Stored data
= Beginning of Section =

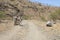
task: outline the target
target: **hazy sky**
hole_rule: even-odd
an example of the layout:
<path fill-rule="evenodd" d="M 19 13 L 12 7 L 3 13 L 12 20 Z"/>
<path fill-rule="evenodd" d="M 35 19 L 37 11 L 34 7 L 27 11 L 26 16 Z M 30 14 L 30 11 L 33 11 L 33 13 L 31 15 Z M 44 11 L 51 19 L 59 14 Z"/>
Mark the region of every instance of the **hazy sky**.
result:
<path fill-rule="evenodd" d="M 31 0 L 32 2 L 40 2 L 52 6 L 60 6 L 60 0 Z"/>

= End of Section =

YOUR INSTRUCTIONS: Return word for word the line with "19 13 L 12 7" and every line after it through the end of the records above.

TASK SOLUTION:
<path fill-rule="evenodd" d="M 19 13 L 12 7 L 3 13 L 12 20 Z"/>
<path fill-rule="evenodd" d="M 35 19 L 37 11 L 34 7 L 27 11 L 26 16 Z M 30 14 L 30 11 L 33 11 L 33 13 L 31 15 Z M 44 11 L 51 19 L 59 14 Z"/>
Mark the region of every instance of the **hazy sky**.
result:
<path fill-rule="evenodd" d="M 31 0 L 32 2 L 40 2 L 52 6 L 60 6 L 60 0 Z"/>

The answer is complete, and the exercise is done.